Free-text object descriptions:
......
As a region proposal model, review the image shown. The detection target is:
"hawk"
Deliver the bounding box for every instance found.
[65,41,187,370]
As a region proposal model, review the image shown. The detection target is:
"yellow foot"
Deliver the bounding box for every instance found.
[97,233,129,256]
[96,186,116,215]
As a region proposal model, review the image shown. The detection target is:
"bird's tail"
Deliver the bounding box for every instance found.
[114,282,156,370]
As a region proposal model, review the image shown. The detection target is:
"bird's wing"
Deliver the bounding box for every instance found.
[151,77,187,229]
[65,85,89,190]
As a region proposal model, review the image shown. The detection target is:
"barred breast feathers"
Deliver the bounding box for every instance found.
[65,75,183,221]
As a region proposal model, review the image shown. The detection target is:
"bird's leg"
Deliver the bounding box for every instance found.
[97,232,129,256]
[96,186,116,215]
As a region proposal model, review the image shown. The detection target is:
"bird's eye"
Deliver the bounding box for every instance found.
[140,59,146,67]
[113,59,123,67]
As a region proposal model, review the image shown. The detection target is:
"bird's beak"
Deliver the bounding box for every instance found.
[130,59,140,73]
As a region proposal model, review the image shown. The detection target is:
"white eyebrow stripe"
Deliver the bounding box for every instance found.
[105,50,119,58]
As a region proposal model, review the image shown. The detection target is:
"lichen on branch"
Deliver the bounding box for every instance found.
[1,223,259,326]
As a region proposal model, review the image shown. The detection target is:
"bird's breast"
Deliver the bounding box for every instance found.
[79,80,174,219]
......
• [What is needed] In the records above, how many lines hold the string "breast"? Respond with that number only.

• [Response area] 2